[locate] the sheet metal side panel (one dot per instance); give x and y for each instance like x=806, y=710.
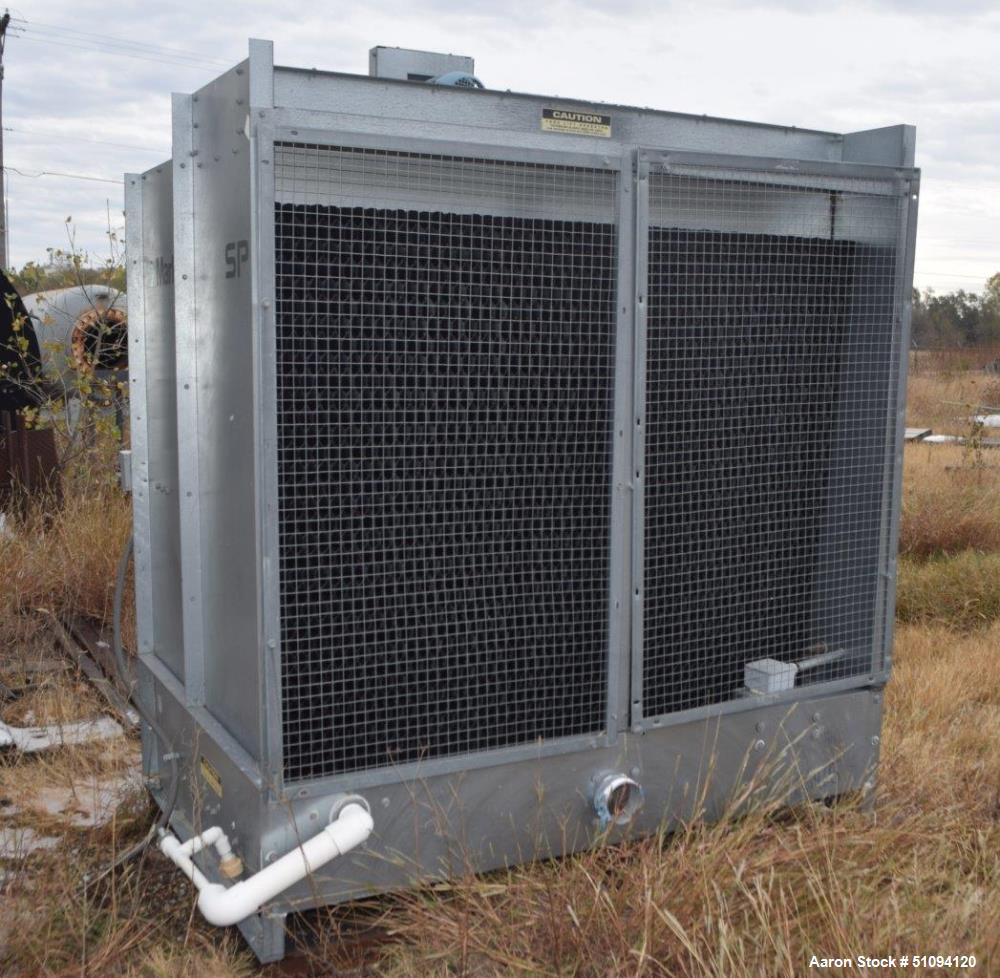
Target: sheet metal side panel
x=879, y=674
x=223, y=552
x=154, y=417
x=266, y=394
x=138, y=400
x=638, y=432
x=189, y=493
x=894, y=448
x=619, y=613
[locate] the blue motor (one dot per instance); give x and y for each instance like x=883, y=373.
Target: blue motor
x=460, y=79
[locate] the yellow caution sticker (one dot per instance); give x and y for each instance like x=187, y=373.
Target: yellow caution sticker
x=212, y=777
x=576, y=123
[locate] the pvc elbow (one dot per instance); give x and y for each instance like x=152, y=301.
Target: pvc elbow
x=223, y=907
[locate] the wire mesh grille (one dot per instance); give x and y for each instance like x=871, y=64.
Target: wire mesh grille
x=445, y=339
x=770, y=364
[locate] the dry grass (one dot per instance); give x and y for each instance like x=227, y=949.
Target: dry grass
x=950, y=504
x=756, y=895
x=945, y=401
x=759, y=896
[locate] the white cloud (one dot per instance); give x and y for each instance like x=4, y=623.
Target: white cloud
x=845, y=66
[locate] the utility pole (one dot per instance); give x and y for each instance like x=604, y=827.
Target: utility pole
x=4, y=21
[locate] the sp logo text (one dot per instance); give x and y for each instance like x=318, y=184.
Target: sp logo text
x=237, y=255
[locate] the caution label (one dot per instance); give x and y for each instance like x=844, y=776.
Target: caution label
x=211, y=776
x=576, y=123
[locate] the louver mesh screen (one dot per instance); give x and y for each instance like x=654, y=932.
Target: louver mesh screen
x=770, y=364
x=445, y=383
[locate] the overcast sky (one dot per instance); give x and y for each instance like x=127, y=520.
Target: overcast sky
x=72, y=107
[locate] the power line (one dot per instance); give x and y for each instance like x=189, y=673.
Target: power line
x=57, y=173
x=71, y=36
x=52, y=137
x=121, y=53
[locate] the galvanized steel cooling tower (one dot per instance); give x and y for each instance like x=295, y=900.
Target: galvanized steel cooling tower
x=506, y=470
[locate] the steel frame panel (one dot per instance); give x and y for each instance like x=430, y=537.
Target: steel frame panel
x=269, y=131
x=271, y=816
x=889, y=181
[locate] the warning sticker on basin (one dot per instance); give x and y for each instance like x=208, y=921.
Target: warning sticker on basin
x=576, y=123
x=211, y=776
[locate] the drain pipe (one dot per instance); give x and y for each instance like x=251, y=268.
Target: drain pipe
x=224, y=906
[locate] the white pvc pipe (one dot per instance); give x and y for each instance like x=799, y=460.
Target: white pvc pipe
x=223, y=907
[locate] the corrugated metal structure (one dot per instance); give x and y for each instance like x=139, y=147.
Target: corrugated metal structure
x=527, y=447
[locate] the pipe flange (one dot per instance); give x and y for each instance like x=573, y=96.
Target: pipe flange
x=617, y=799
x=342, y=801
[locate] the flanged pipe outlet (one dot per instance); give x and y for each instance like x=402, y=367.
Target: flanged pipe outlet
x=617, y=798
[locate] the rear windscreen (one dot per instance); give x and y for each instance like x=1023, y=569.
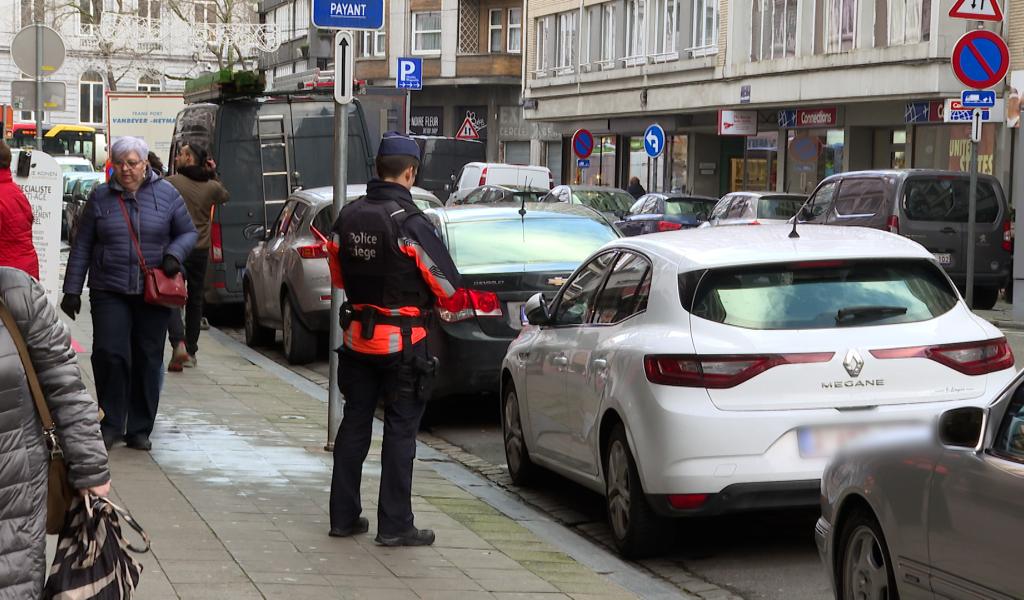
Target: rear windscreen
x=936, y=199
x=822, y=294
x=475, y=244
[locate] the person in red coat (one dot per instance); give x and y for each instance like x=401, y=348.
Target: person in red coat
x=16, y=249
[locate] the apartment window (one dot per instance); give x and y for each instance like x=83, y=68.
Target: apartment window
x=565, y=49
x=147, y=84
x=907, y=22
x=427, y=33
x=773, y=29
x=148, y=8
x=515, y=31
x=635, y=28
x=90, y=97
x=495, y=37
x=705, y=25
x=375, y=43
x=666, y=15
x=838, y=26
x=607, y=32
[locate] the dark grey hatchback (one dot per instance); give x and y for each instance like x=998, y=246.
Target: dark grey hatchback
x=931, y=208
x=504, y=257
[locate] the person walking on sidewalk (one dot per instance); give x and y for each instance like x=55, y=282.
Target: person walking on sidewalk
x=16, y=249
x=24, y=456
x=128, y=333
x=196, y=180
x=392, y=266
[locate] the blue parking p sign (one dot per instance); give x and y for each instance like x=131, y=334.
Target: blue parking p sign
x=410, y=74
x=360, y=14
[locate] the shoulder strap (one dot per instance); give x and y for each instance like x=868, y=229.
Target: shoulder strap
x=30, y=371
x=131, y=230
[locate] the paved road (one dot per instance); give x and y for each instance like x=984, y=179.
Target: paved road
x=760, y=556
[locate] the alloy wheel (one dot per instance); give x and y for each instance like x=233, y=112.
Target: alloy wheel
x=619, y=489
x=865, y=575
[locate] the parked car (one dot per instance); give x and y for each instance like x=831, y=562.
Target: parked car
x=442, y=158
x=499, y=195
x=665, y=212
x=287, y=283
x=611, y=202
x=755, y=208
x=474, y=175
x=714, y=371
x=939, y=514
x=931, y=208
x=504, y=258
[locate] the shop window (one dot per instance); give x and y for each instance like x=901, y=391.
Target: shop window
x=773, y=29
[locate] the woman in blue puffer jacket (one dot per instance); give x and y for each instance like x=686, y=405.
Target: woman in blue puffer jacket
x=128, y=333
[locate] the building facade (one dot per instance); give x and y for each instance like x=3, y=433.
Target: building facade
x=834, y=85
x=130, y=45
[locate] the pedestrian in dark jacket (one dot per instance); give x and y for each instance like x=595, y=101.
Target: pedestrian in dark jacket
x=24, y=457
x=197, y=181
x=128, y=333
x=635, y=189
x=16, y=249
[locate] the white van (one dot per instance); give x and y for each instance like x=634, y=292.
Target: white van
x=475, y=174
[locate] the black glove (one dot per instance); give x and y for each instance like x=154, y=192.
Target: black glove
x=170, y=266
x=72, y=305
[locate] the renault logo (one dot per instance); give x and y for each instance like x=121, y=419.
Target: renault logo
x=853, y=362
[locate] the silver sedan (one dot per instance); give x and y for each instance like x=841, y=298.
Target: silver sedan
x=936, y=513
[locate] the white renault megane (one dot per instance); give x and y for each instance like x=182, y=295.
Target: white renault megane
x=712, y=371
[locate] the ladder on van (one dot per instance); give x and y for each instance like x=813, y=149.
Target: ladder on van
x=275, y=165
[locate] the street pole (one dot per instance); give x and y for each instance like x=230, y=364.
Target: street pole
x=972, y=204
x=335, y=401
x=39, y=86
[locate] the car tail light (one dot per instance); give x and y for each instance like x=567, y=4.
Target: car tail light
x=893, y=223
x=969, y=358
x=719, y=372
x=467, y=304
x=687, y=501
x=216, y=244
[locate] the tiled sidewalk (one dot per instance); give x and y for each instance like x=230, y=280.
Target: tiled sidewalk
x=235, y=496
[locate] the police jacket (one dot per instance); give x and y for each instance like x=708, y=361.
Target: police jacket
x=392, y=262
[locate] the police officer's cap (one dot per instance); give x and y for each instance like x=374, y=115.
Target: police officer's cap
x=394, y=143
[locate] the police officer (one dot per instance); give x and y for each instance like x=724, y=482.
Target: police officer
x=393, y=267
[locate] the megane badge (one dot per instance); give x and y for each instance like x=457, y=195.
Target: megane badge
x=853, y=362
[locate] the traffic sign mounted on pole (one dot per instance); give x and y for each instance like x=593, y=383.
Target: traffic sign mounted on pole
x=981, y=59
x=583, y=143
x=360, y=14
x=977, y=10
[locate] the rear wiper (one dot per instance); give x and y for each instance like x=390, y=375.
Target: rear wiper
x=857, y=313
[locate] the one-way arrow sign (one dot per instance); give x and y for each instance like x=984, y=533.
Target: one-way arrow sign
x=343, y=67
x=977, y=10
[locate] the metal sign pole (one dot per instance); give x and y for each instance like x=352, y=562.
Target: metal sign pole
x=972, y=205
x=39, y=86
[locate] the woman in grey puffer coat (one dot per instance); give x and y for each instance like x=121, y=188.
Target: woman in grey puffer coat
x=24, y=460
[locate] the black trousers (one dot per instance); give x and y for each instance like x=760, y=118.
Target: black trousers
x=127, y=359
x=187, y=332
x=403, y=386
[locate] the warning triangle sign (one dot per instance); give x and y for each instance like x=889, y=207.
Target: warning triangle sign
x=977, y=10
x=467, y=130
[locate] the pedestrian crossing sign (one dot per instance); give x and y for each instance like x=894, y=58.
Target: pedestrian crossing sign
x=467, y=130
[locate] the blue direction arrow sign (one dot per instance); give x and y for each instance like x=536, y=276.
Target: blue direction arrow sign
x=348, y=13
x=653, y=140
x=978, y=98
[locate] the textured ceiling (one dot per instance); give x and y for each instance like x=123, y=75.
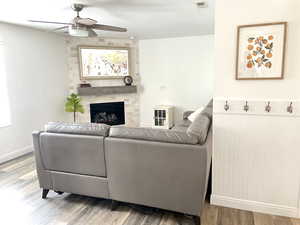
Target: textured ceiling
x=144, y=18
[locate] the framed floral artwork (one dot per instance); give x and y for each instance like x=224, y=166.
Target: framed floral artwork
x=261, y=51
x=99, y=62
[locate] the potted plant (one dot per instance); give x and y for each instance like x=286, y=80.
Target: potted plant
x=73, y=105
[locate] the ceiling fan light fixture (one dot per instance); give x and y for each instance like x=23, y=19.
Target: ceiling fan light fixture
x=76, y=31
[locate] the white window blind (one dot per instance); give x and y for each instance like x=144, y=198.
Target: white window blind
x=4, y=109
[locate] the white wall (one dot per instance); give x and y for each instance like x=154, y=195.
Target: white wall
x=36, y=70
x=256, y=158
x=175, y=71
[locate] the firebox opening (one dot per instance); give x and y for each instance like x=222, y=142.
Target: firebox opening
x=108, y=113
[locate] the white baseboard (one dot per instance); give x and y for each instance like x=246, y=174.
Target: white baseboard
x=16, y=153
x=254, y=206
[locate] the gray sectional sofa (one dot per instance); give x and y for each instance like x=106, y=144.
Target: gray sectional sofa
x=166, y=169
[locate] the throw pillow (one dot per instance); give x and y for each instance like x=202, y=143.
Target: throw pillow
x=193, y=115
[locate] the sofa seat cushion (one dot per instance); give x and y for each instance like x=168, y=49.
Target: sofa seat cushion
x=76, y=128
x=151, y=134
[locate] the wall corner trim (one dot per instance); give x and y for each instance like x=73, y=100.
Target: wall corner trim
x=14, y=154
x=249, y=205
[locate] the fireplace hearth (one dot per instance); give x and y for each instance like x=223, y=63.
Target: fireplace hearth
x=111, y=113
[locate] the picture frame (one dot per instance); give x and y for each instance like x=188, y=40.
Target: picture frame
x=261, y=51
x=103, y=62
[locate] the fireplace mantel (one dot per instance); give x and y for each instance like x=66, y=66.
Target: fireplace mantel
x=106, y=90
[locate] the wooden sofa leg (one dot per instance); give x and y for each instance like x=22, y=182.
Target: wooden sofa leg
x=197, y=220
x=114, y=205
x=45, y=193
x=59, y=192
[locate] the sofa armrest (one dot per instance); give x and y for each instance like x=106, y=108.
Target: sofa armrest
x=150, y=134
x=43, y=175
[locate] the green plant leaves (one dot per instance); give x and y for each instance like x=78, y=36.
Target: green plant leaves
x=73, y=104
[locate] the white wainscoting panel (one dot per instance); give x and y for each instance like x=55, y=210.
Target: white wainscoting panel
x=256, y=156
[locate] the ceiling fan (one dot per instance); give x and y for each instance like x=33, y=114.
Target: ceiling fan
x=82, y=27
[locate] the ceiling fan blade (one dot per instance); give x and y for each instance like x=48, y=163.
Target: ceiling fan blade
x=92, y=33
x=108, y=28
x=86, y=21
x=39, y=21
x=60, y=28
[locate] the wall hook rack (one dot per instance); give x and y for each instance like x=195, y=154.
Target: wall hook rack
x=246, y=107
x=290, y=108
x=268, y=107
x=226, y=106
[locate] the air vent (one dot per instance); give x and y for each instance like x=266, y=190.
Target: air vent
x=201, y=4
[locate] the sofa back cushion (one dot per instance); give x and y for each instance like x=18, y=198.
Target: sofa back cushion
x=150, y=134
x=199, y=128
x=78, y=128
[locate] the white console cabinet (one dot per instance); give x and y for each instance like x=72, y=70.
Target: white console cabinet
x=163, y=117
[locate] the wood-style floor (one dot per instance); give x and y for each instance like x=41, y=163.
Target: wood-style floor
x=21, y=204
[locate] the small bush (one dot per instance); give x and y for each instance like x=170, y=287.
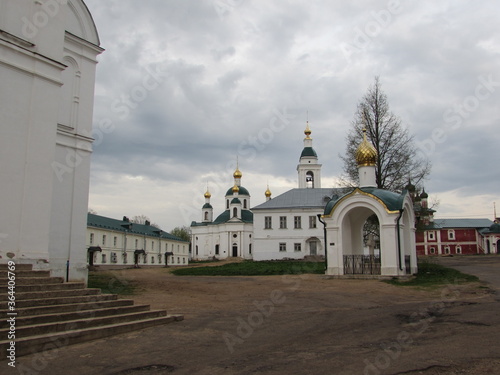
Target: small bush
x=252, y=268
x=110, y=284
x=431, y=274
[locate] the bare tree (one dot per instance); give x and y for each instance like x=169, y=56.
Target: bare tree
x=397, y=157
x=181, y=232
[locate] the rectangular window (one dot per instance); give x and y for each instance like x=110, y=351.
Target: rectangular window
x=282, y=222
x=312, y=222
x=297, y=222
x=268, y=223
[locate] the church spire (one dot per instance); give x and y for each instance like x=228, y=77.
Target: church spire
x=309, y=170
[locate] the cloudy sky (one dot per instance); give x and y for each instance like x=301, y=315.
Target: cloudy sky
x=185, y=87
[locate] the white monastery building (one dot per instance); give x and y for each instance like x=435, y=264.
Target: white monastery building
x=48, y=53
x=113, y=242
x=293, y=225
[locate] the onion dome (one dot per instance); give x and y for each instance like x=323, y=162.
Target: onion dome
x=268, y=192
x=424, y=195
x=366, y=155
x=307, y=132
x=410, y=187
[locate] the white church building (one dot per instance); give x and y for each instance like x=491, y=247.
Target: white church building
x=293, y=225
x=48, y=53
x=285, y=227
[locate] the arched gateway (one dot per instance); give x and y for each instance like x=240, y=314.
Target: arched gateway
x=389, y=218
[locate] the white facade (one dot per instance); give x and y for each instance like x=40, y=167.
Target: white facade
x=231, y=233
x=118, y=241
x=47, y=68
x=287, y=233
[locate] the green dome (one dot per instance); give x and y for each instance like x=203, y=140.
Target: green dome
x=242, y=191
x=308, y=152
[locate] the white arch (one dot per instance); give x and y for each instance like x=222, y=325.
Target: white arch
x=79, y=22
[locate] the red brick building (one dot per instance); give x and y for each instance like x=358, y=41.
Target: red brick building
x=453, y=236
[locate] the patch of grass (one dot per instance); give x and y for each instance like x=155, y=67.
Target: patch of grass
x=431, y=274
x=110, y=284
x=203, y=261
x=252, y=268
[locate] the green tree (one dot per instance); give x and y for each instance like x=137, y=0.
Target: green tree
x=397, y=157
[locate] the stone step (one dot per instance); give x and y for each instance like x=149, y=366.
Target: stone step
x=60, y=300
x=44, y=287
x=5, y=266
x=24, y=273
x=74, y=315
x=31, y=280
x=33, y=344
x=29, y=311
x=82, y=323
x=52, y=294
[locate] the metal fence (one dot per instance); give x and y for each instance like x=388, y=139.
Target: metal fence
x=361, y=265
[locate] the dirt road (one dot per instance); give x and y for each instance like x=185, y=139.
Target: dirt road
x=295, y=325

> _DIRECTIONS_
Recast the part of the listing above that opens with the line containing "[locate] the patch" and closes at the end of the listing as a two-column CSV headed input and output. Give one row for each input and its output, with each field in quotation marks and its line breaks turned into spaces.

> _OUTPUT BELOW_
input,output
"[locate] the patch of grass (one dot per instance); give x and y for each instance like x=155, y=67. Target: patch of grass","x=431, y=274 x=110, y=284 x=203, y=261 x=252, y=268"
"[locate] the green tree (one dot per instance); give x and y for each instance like x=137, y=0. Target: green tree","x=397, y=157"
"[locate] the stone step (one dot per instance); give x and y for each instance like x=149, y=366. Target: stone step","x=60, y=300 x=44, y=287 x=5, y=266 x=24, y=273 x=74, y=315 x=31, y=280 x=33, y=344 x=29, y=311 x=82, y=323 x=52, y=294"
"[locate] the metal fence (one dot per instance); give x and y for each instance like x=388, y=139. Target: metal fence","x=361, y=265"
"[locate] the dirt road (one dot per instance); give x and y for each instance like x=185, y=139. Target: dirt road","x=295, y=325"